• **Your goal**
Extract every line of the listing below and reproduce each one verbatim, in its original order and without alteration.
── Material provided
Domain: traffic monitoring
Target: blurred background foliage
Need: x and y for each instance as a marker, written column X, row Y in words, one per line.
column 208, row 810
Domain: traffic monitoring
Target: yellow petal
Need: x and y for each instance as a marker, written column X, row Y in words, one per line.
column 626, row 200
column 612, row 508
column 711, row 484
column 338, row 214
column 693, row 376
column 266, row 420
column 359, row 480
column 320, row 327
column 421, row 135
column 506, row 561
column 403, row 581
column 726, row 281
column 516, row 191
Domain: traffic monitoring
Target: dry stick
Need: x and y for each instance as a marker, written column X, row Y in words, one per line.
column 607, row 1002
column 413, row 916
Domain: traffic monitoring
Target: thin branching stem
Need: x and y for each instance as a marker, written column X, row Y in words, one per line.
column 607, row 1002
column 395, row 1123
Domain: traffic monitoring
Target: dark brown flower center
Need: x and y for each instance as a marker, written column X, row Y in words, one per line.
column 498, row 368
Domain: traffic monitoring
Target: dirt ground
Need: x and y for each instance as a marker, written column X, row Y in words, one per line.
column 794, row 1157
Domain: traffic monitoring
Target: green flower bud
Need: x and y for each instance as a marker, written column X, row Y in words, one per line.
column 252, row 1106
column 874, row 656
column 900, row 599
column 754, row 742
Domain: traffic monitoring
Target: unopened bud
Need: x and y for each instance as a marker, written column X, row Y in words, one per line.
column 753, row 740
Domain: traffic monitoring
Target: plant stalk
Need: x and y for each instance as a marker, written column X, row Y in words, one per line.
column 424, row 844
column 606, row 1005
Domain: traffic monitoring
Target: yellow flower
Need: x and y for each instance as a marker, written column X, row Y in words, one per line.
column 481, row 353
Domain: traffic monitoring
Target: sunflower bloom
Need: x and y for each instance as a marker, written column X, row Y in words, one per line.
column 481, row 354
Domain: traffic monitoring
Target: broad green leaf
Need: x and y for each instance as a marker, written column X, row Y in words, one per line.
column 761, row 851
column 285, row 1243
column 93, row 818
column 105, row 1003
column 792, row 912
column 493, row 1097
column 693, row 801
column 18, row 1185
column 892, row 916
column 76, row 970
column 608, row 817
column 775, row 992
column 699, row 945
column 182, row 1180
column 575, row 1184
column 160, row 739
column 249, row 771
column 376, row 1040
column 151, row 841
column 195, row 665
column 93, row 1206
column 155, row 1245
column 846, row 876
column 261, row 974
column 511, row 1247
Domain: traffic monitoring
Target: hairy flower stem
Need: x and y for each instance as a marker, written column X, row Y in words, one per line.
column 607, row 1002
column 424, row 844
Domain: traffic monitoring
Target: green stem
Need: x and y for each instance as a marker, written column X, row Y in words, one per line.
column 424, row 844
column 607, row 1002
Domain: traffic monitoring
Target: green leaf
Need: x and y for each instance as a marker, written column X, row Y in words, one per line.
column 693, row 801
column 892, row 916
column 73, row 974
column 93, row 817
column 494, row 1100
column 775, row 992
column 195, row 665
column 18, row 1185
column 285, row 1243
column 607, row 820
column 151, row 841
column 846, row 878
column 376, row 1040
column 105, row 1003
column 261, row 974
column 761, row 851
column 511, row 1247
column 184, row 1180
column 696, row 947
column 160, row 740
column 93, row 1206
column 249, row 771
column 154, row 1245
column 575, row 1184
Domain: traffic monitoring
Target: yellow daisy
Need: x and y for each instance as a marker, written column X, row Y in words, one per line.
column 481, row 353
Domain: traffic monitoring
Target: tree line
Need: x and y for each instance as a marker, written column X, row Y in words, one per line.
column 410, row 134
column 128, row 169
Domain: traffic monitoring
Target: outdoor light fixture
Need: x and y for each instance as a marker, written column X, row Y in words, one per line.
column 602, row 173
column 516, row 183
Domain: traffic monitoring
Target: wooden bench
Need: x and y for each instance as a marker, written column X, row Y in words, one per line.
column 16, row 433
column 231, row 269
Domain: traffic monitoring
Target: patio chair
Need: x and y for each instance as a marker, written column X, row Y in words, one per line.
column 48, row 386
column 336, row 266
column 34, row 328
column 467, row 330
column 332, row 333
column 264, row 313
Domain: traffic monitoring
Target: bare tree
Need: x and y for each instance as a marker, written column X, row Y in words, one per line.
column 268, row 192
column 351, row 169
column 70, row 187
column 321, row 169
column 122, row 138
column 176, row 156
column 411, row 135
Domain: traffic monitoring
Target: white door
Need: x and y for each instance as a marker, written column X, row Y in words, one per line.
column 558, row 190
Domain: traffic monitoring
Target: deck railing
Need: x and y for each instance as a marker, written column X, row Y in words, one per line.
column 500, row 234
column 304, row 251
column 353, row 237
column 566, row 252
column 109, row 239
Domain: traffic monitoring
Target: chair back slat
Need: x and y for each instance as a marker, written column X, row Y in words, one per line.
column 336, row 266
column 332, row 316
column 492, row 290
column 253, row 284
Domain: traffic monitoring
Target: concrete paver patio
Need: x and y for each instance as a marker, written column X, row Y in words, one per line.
────
• **Answer for the task**
Domain: traffic monitoring
Target: blurred background foliage
Need: x and y for each instance as a marker, written column X, row Y in words, one per line.
column 208, row 810
Domain: traffic monitoring
Target: yellow petal
Need: x and y for each instance as a marker, written column X, row Y in words, one per line.
column 626, row 200
column 612, row 508
column 711, row 484
column 338, row 214
column 693, row 376
column 266, row 420
column 359, row 480
column 320, row 327
column 421, row 135
column 506, row 561
column 403, row 581
column 726, row 281
column 516, row 191
Domain: traffic monitoring
Target: dry stick
Need: x and y for each instance as a marker, written column X, row Y in words, one per line.
column 607, row 1002
column 413, row 916
Domain: traffic monitoring
Target: thin branching stem
Need: x and y for each instance as a marker, written column X, row Y in words, one per line.
column 607, row 1002
column 395, row 1123
Domain: traffic monitoring
Target: dark brown flower center
Need: x and y for each instance as a marker, written column X, row Y in words, one per line.
column 498, row 368
Domain: traffic monitoring
Target: dirt ground
Need: x and y for each instance as a marker, written column X, row Y in words, one per line.
column 794, row 1157
Domain: traffic monitoring
Target: green flower bud
Need: x and y for each instance as a marker, written column X, row Y in words, one per line.
column 252, row 1106
column 874, row 656
column 900, row 599
column 754, row 742
Domain: traffic monitoring
Target: unopened bud
Need: x and y for each instance as a marker, written column X, row Y in words, one per line.
column 753, row 740
Domain: traffic monitoring
Target: plant stalk
Need: x and y for each instance as a marker, written column X, row Y in words, one per line.
column 424, row 844
column 606, row 1005
Domain: traffic monitoring
Target: yellow flower
Need: x and y for each instance as a marker, written column X, row Y in words, one per line.
column 481, row 353
Domain: traffic monitoring
Target: sunflower bloom
Need: x and y for each instance as a marker, written column X, row Y in words, one per line.
column 481, row 354
Domain: traffic monitoring
Target: broad green leaf
Need: x and y for each instance as a marker, written column X, row Y in words, one per line.
column 761, row 851
column 285, row 1243
column 93, row 818
column 105, row 1003
column 792, row 912
column 493, row 1097
column 693, row 801
column 18, row 1185
column 892, row 916
column 76, row 970
column 608, row 817
column 775, row 992
column 699, row 945
column 182, row 1180
column 575, row 1184
column 160, row 739
column 249, row 771
column 376, row 1040
column 151, row 841
column 195, row 665
column 93, row 1206
column 155, row 1245
column 846, row 876
column 261, row 974
column 511, row 1247
Domain: traffic monitoring
Target: hairy flower stem
Need: x and y for each instance as a marker, written column X, row Y in words, one per line.
column 607, row 1002
column 424, row 844
Domain: traffic monitoring
Target: green stem
Need: x and y for each instance as a marker, written column X, row Y in words, one per line.
column 424, row 844
column 607, row 1002
Domain: traffic monitoring
Target: green leaf
Need: x and y for each instance as a marker, written column X, row Y in words, one per line.
column 693, row 801
column 892, row 916
column 73, row 974
column 93, row 817
column 494, row 1100
column 775, row 992
column 195, row 665
column 18, row 1185
column 285, row 1243
column 607, row 820
column 151, row 841
column 846, row 878
column 376, row 1040
column 105, row 1003
column 261, row 974
column 761, row 851
column 511, row 1247
column 184, row 1180
column 696, row 947
column 160, row 740
column 93, row 1206
column 249, row 771
column 154, row 1245
column 575, row 1184
Domain: traffic monitoring
Target: yellow daisy
Need: x and y for each instance as a marker, written column X, row Y in words, one per line.
column 481, row 353
Domain: traffic monitoring
Target: tree line
Need: x and y for each instance as a marker, written column X, row Y in words, one per line.
column 410, row 134
column 128, row 169
Domain: traffic monitoring
Target: outdoor light fixture
Need: x and y for each instance as a marker, written column X, row Y in words, one per line.
column 602, row 173
column 516, row 183
Domain: traffic monitoring
Target: wooden bench
Need: x and y for each instance as a marker, written column X, row Y in words, one per line.
column 16, row 433
column 231, row 269
Domain: traffic monitoring
Target: patio chair
Need: x and y for each instance as a marker, written column X, row Y in words, one per line.
column 48, row 386
column 336, row 266
column 34, row 328
column 467, row 330
column 332, row 333
column 264, row 313
Domain: traffic monitoring
Target: bare tree
Need: x and y for each instance as a marker, written column X, row Y in words, one per line.
column 268, row 192
column 351, row 169
column 70, row 187
column 321, row 169
column 122, row 138
column 176, row 156
column 411, row 135
Domain: traffic monitoring
Target: white door
Need: x and y for each instance as a marker, written column X, row Y in words, one per line.
column 558, row 190
Domain: traffic monitoring
Target: deck railing
Need: x and y for each instance as a marker, written column X, row Y in words, one per line.
column 500, row 234
column 304, row 251
column 353, row 237
column 566, row 252
column 109, row 239
Domain: traffic monitoring
Target: chair back slat
Need: x and y for each instance as a marker, written column X, row Y in words, one per line.
column 336, row 266
column 332, row 316
column 492, row 290
column 253, row 284
Domain: traffic monitoring
Target: concrete paver patio
Need: x and y for each instance as a marker, written column X, row Y in words, one per line.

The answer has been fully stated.